**DOCUMENT SECTION:**
%%

Moon of the Crusted Snow, by Waubgeshig Rice

“‘Yes, apocalypse! What a silly word. I can tell you there’s no word like that in Ojibwe. Well, I never heard a word like that from my elders anyway.”

The first sign that something is wrong is the home satellites stop working, TV screens gone dead. “We might actually have to have a conversation,” Nicole tells her partner Evan when he comes from hunting a moose, and they will pass the evening without their usual entertainment. And by the morning, they’ve lost cell phone service, cell towers a pretty recent arrival in their remote northern community anyway—only built because contractors for the south wanted a signal while they built the hydro dam, and the tower stayed even after they were gone. But there’s no signal now, and soon the landlines will stop working, and the power grid will cease to function. Which raises two big questions: What has happened to the rest of the world? And the more immediately pressing one: how will their community get through the winter?

On the latter point, Evan has some advantages—he can hunt and has been storing food; he’s been reconnecting with the traditions of his Ancestors and this wisdom will guide him; and he and Nicole have built a stable life for their family, which will provide the emotional sustenance necessary to survive a dark and barren winter. But they are challenged when Southerners begin to arrive in the community, fleeing the devastation of towns and cities in the south—one of these men in particular is dangerous. And other members of the community prove to be susceptible to this man’s influence, which begins to divide them at a time when cooperation is essential.

%%

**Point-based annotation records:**

%%

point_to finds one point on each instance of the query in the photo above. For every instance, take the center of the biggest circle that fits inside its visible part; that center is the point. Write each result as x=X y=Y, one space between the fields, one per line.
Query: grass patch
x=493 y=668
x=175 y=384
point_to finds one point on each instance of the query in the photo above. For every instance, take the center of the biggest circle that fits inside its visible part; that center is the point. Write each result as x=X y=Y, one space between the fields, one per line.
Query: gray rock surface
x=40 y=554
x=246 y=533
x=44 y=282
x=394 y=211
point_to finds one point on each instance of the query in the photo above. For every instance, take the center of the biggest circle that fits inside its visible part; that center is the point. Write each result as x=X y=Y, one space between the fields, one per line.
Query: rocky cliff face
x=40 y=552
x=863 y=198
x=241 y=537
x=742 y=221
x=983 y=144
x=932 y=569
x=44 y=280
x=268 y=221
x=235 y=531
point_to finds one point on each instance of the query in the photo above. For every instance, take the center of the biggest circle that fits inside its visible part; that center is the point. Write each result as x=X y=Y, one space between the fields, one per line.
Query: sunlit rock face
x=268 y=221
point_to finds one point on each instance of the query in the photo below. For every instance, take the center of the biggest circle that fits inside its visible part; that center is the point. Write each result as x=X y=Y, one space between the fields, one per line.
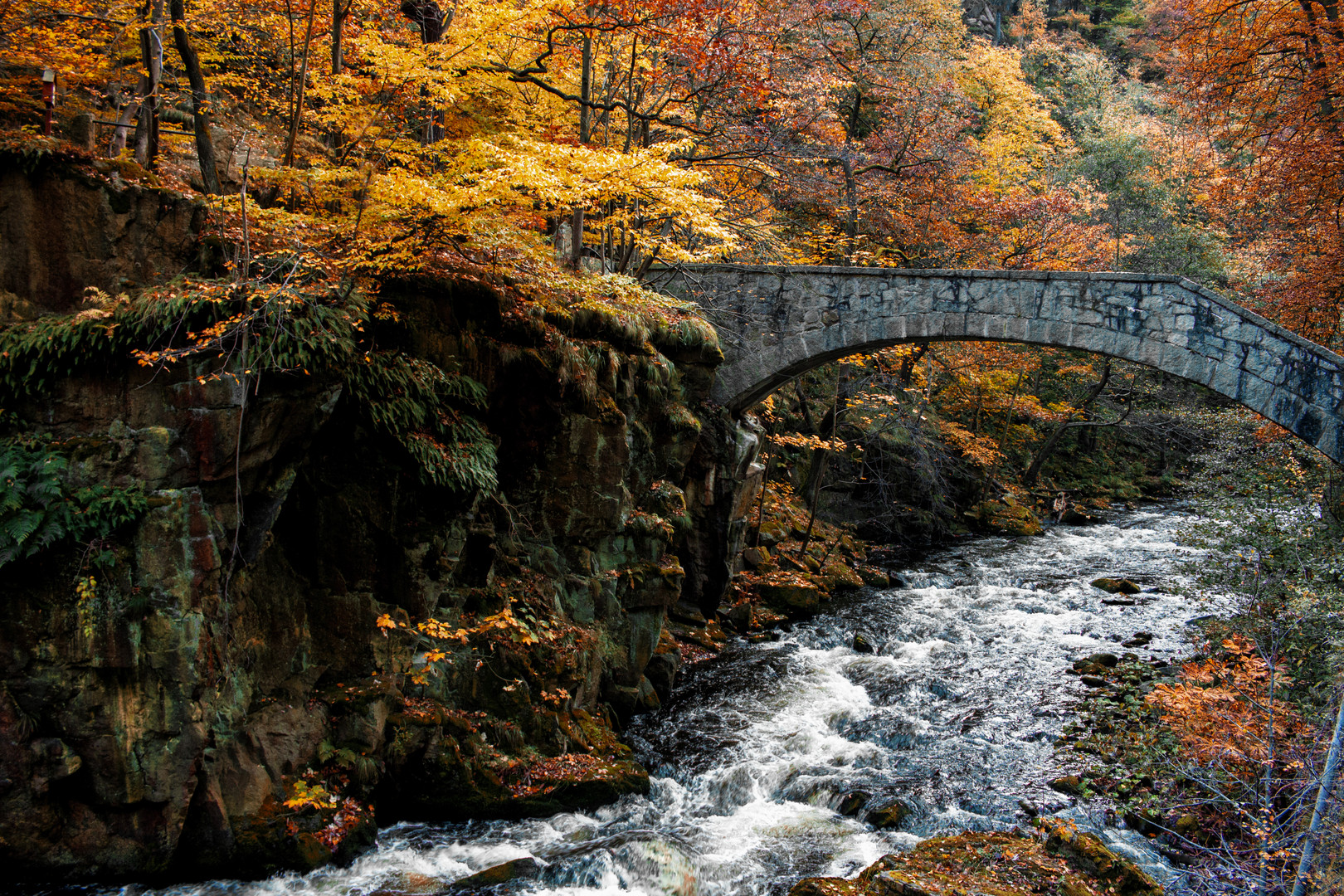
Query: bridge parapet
x=777 y=323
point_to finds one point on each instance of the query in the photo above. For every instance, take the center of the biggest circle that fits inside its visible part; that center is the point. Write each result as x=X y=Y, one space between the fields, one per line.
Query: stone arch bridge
x=777 y=323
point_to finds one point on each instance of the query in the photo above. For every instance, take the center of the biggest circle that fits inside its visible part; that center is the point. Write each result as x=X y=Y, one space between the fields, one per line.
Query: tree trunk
x=1322 y=801
x=152 y=60
x=339 y=12
x=303 y=82
x=1047 y=449
x=199 y=99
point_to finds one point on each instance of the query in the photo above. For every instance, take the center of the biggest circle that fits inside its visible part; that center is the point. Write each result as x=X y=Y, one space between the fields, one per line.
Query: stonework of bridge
x=778 y=323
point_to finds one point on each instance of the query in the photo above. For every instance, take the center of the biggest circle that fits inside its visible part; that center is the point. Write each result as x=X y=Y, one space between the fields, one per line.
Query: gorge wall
x=245 y=689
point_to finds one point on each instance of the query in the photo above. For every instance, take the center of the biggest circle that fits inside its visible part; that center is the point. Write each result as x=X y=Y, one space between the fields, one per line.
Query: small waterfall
x=955 y=716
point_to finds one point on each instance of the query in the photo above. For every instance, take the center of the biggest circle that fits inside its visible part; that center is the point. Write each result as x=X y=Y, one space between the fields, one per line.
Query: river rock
x=753 y=558
x=1077 y=516
x=852 y=802
x=889 y=815
x=839 y=577
x=796 y=597
x=661 y=672
x=526 y=868
x=874 y=577
x=1089 y=855
x=1071 y=785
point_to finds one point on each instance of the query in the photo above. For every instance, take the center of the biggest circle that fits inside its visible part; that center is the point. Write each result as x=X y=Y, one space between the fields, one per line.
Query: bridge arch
x=778 y=323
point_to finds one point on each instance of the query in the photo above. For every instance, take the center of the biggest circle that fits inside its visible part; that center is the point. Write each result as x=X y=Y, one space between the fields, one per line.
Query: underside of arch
x=777 y=324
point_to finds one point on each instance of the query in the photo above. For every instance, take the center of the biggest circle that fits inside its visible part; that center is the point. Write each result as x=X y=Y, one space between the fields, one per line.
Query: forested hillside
x=338 y=406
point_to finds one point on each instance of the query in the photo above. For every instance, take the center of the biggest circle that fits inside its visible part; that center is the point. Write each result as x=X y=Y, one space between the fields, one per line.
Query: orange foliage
x=1225 y=713
x=1264 y=80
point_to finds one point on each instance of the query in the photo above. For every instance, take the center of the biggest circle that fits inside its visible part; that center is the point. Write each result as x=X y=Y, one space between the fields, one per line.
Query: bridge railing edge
x=1030 y=275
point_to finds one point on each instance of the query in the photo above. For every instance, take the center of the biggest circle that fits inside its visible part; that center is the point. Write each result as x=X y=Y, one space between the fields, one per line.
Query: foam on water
x=956 y=716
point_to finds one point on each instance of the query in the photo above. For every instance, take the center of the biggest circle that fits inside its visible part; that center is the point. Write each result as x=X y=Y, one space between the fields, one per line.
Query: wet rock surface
x=236 y=709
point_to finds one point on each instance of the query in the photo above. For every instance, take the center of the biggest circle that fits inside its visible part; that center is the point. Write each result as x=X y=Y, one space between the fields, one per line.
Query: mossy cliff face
x=222 y=699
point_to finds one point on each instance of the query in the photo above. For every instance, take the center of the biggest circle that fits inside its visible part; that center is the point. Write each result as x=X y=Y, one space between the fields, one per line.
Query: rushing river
x=956 y=715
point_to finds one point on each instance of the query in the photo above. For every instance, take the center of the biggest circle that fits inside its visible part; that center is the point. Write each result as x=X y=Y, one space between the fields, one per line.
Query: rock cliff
x=247 y=683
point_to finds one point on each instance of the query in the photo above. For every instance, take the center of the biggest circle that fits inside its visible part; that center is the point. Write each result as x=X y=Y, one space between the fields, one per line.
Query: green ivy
x=416 y=403
x=41 y=507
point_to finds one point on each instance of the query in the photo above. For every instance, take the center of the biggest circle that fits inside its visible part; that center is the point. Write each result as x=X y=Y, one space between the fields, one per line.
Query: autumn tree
x=1262 y=80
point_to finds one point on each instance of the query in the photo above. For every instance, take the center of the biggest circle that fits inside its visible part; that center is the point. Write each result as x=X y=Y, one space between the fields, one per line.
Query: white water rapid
x=956 y=716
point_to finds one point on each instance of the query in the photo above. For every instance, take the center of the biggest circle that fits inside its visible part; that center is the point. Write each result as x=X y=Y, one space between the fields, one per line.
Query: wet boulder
x=793 y=596
x=1071 y=785
x=852 y=802
x=864 y=642
x=518 y=869
x=889 y=815
x=1116 y=586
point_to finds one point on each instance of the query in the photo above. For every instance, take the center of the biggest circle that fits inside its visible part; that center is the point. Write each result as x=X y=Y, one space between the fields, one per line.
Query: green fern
x=413 y=402
x=39 y=507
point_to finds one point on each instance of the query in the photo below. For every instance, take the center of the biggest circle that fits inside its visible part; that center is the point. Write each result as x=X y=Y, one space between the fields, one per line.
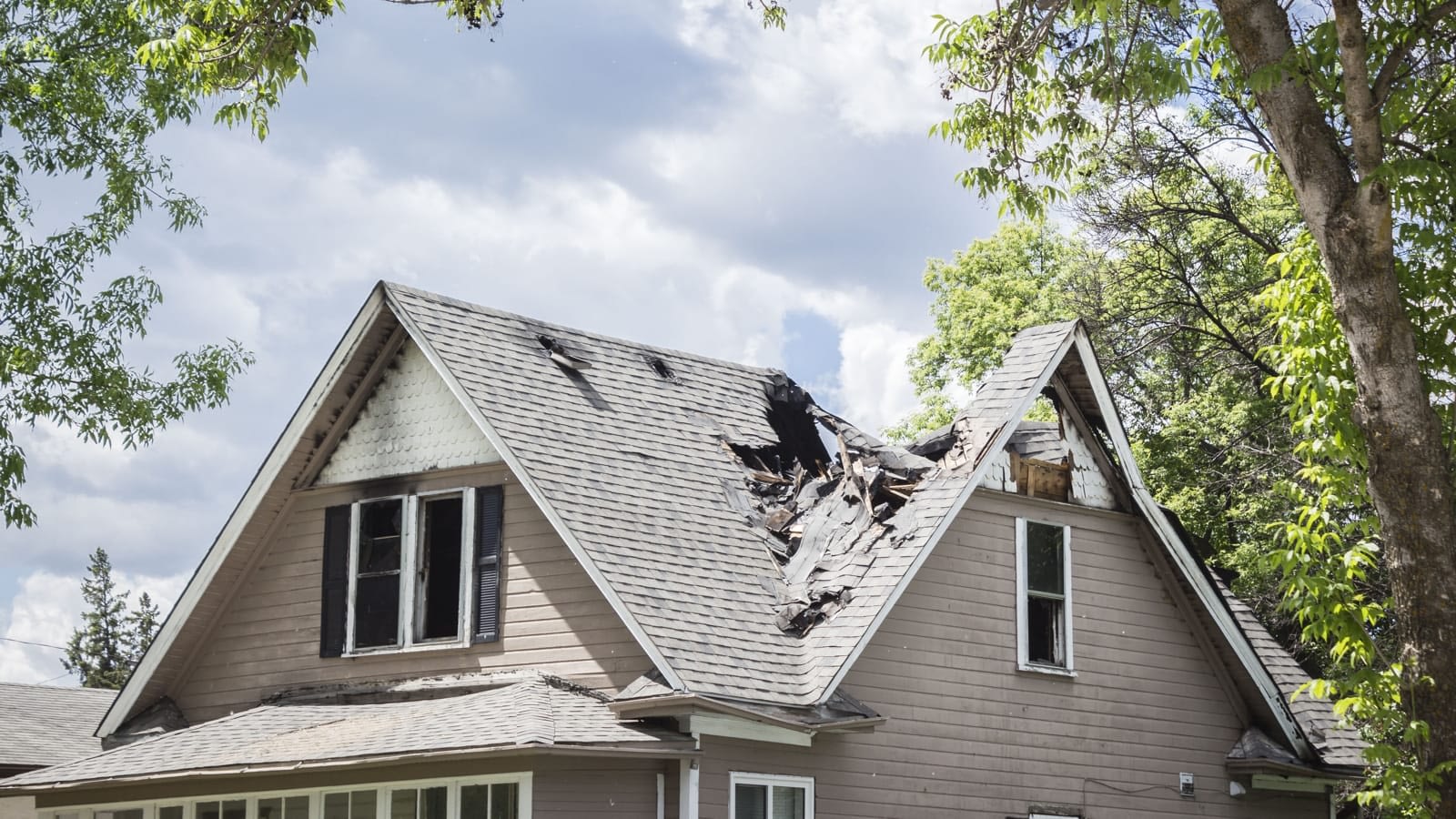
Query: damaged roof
x=641 y=430
x=539 y=713
x=750 y=560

%%

**EXERCISE INSTRUCTIONS:**
**A.** In the Moon of the Crusted Snow passage, why was a cell tower built in the remote northern community?
**B.** Proceed with the Moon of the Crusted Snow passage, writing on from its last sentence.
The records are separate material and do not belong to the Moon of the Crusted Snow passage.

**RESULTS:**
**A.** Contractors for the south wanted a signal while they built the hydro dam.

**B.**
Moon of the Crusted Snow is Waubgeshig Rice’s third book, and it’s gorgeously designed, the story itself quiet and subtle, but fast-paced with heavy overtones. Evan’s reconnection with Anishinaabe traditions as his community is becoming disconnected from the world around them sets up an interesting disjunction, and Rice shows the ways that he has consciously woven these traditions into the life of the family he’s created with Nicole, and how these connections serve them when the situation becomes particularly dire. Evan is also learning the Ojibwe language of his people, and this language is included seamlessly in the text without the use of italics or translation, which offers the text an additional layer of meaning to those who can read Ojibwe—does “zhaagnaash” really mean “helpful friend” I wonder, when used toward Scott, the man who has arrived in their community with big guns and survivalist tendencies?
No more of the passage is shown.